Please substitute "point" for every occurrence of "marker" throughout all of the material below, and reproduce the rest of it unchanged.

-- start of RAW DATA --

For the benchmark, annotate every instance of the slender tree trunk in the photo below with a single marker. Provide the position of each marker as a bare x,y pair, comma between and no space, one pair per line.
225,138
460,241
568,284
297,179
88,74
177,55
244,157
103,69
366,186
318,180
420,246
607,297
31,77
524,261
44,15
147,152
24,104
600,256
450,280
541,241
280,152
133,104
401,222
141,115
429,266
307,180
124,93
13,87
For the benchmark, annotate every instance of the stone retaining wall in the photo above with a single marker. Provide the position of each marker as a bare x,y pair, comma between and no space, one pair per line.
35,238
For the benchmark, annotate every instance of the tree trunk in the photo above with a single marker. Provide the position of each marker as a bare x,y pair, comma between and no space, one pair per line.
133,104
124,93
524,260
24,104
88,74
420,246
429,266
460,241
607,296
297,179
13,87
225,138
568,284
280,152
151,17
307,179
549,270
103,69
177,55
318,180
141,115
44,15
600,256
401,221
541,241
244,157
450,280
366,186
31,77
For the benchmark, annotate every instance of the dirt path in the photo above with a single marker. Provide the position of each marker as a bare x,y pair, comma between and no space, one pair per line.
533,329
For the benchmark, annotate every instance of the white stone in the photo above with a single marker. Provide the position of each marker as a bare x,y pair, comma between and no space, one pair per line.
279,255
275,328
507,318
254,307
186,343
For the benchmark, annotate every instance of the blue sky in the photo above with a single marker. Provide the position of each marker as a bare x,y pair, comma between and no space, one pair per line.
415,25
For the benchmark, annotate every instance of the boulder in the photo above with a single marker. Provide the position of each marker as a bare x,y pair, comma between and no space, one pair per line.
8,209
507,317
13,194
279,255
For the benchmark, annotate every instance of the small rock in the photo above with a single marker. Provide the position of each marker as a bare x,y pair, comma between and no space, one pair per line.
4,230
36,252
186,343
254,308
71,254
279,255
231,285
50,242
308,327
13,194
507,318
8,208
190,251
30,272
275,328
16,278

-- end of RAW DATA --

SOLVED PROBLEM:
For the benchmark, annotate every instance of the slender tree trunk in the photo below with a single point. Provide the position of each point as a bare x,y pair, comma between and no space, one pair per line.
225,138
460,241
568,284
297,179
88,74
177,55
244,157
103,69
366,186
318,180
420,246
607,297
31,77
524,261
44,15
147,152
24,104
600,256
450,280
541,241
280,152
133,104
401,222
141,115
429,266
307,180
124,93
13,87
For the benchmark, annotate every instance of the stone retaining wall in the photo above with a single point. Provide the position of each point as a bare x,y pair, comma between and no space, one pair per line.
35,238
For the benchmark, annotate every instance of the tree trunk in the photo above with a single point. Provide the position of each point as a bare x,y pair, comma between and no space, one pair per line.
133,104
124,93
524,260
24,104
88,74
420,246
429,266
460,241
607,296
297,179
13,87
225,138
568,284
280,152
151,17
307,179
549,270
103,69
177,55
318,180
141,115
44,15
600,256
401,221
541,241
244,157
450,280
366,186
31,77
For the benchmark, annotate every instance of the dirt path in the photo above with a single point. Provide the position of each point as a bare x,y pair, comma between and no space, one pair per line.
533,329
For the benchmark, annotate every instance of the white stone in the photo above with a single point. Provide the position of each point as a bare x,y pair, comma between and no space, one pair per line.
279,255
275,328
507,318
254,307
186,343
For the benchmark, annotate every instance of the blue sky in the photo above with a single point. Provide the position of each point as a bare x,y pair, comma between and no space, one pair per line.
415,25
For the benchmark, annotate every instance of the boulder in the photo above with a single point. Provide the position of each point as a bare x,y pair, comma between and no space, one pair per line.
8,209
507,317
13,194
279,255
For the benchmark, annotate every instance of the small rock in the photo above with a single point. Provide the position of each point as a bare x,y pair, comma between and no space, one pair per line.
4,230
36,252
186,343
254,308
71,254
279,255
231,285
50,242
308,327
13,194
507,318
8,208
190,251
30,272
275,328
16,278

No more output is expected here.